:: Action item ::
Only the number is wanted: how many lines in the data contain "paved"?

:: Input data ::
--
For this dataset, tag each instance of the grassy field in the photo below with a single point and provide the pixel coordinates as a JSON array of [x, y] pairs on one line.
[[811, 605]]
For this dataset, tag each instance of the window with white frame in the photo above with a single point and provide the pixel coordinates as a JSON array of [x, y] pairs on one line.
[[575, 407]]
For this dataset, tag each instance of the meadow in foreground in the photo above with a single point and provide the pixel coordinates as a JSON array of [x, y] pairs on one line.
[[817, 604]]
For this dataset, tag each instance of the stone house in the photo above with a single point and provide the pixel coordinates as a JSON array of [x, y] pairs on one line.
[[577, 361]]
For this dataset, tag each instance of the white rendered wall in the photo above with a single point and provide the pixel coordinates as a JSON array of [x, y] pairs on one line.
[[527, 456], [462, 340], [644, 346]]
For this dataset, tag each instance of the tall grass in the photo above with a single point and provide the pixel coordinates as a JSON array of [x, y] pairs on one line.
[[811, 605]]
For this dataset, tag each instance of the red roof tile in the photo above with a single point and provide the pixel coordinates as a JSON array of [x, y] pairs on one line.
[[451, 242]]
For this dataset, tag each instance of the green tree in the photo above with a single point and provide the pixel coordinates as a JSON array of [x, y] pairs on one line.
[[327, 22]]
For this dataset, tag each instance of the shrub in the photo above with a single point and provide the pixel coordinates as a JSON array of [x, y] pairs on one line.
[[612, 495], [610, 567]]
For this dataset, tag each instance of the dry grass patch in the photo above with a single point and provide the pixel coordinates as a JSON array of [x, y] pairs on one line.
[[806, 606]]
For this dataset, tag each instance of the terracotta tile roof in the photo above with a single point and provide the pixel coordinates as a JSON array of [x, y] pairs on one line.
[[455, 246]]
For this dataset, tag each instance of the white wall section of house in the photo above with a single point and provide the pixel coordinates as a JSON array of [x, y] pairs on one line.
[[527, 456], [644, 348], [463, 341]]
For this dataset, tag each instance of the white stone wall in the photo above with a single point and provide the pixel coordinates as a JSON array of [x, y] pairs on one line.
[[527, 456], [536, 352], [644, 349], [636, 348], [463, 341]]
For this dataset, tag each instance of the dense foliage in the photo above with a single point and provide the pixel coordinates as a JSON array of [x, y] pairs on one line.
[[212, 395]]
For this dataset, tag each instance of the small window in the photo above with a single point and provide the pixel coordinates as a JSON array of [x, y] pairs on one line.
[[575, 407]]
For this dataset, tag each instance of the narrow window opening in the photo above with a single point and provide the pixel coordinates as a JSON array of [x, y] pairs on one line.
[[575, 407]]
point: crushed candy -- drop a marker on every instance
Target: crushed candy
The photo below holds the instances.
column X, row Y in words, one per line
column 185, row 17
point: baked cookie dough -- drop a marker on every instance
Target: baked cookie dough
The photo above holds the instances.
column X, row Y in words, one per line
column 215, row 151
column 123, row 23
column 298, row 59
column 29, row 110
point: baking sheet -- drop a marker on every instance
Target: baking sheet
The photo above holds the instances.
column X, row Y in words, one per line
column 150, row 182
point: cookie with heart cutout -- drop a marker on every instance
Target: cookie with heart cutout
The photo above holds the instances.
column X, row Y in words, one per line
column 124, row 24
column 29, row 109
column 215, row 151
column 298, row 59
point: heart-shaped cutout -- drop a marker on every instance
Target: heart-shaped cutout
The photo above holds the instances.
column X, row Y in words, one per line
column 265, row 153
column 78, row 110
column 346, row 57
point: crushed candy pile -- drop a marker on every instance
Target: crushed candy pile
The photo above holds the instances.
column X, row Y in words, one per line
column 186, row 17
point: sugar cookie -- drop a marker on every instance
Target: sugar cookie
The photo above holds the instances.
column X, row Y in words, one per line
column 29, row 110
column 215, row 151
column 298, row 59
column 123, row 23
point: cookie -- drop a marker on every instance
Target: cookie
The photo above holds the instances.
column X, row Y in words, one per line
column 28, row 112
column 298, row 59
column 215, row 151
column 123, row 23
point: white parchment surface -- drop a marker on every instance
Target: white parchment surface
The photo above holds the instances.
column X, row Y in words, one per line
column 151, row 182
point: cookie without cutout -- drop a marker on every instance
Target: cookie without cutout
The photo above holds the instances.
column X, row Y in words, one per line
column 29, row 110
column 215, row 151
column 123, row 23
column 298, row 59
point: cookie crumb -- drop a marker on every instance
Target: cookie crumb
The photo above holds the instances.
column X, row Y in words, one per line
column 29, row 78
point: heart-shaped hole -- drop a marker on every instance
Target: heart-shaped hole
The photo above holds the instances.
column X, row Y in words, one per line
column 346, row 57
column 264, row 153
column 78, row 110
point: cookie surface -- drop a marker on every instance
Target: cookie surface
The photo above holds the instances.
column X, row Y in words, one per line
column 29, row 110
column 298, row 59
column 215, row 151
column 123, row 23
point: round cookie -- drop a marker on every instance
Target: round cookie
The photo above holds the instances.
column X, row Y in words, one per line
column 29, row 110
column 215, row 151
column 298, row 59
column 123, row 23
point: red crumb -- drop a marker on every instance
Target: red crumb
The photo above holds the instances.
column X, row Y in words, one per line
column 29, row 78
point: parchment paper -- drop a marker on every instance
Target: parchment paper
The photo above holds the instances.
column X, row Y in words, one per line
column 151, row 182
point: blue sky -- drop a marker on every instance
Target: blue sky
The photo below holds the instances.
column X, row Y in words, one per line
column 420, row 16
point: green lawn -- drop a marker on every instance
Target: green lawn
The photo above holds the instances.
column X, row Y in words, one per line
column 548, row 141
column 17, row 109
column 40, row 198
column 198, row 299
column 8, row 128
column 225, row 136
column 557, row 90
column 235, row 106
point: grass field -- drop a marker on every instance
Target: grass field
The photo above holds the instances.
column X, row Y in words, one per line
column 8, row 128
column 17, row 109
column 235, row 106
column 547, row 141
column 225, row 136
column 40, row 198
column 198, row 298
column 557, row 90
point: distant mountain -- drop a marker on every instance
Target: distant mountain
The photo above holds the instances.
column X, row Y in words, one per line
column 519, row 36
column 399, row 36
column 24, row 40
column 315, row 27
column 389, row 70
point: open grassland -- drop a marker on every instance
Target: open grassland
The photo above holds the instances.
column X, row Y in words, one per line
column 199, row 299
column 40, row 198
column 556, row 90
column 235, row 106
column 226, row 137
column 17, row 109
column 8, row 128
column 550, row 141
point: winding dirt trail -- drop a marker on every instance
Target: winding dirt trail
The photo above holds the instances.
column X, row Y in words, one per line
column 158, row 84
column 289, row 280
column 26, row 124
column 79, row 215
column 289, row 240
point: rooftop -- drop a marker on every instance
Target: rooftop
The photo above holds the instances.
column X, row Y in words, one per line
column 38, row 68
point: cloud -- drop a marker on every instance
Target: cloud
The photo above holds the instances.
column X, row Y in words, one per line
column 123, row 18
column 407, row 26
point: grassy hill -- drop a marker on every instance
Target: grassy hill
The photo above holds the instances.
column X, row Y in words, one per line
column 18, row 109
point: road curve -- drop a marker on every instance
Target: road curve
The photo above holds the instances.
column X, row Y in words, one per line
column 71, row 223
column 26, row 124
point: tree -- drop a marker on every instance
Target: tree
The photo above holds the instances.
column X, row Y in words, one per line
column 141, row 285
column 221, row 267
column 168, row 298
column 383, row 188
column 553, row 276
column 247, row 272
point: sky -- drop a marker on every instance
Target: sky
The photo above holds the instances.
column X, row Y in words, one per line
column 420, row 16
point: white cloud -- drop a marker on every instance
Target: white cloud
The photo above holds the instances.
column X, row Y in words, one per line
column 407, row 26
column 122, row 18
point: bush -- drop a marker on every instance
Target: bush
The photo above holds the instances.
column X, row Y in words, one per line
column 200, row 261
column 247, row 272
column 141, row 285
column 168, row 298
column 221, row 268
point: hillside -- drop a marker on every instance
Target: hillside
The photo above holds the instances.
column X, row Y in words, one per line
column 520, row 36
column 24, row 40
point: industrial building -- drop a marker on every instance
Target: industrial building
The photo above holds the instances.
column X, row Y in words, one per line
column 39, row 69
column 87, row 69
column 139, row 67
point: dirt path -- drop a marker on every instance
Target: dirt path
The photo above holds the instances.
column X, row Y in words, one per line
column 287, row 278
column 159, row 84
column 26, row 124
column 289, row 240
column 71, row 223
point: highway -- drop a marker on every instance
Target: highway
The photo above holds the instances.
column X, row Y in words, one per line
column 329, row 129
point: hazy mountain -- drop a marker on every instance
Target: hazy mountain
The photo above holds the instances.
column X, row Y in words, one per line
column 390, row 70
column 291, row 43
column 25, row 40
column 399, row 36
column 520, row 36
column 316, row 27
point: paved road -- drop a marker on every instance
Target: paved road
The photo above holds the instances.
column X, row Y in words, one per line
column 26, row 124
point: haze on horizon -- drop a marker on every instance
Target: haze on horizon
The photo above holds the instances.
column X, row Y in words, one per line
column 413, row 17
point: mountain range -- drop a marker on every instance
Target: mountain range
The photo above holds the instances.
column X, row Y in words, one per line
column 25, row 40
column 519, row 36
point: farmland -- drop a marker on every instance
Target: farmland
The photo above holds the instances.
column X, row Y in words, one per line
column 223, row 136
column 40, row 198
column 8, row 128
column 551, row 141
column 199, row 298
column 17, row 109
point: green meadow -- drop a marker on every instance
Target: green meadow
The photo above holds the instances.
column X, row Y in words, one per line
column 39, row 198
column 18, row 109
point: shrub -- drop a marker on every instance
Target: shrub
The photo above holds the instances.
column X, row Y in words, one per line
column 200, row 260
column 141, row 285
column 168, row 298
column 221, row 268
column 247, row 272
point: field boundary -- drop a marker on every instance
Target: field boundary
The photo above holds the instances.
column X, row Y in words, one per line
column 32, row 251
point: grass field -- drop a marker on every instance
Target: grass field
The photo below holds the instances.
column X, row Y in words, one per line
--
:: Response area ::
2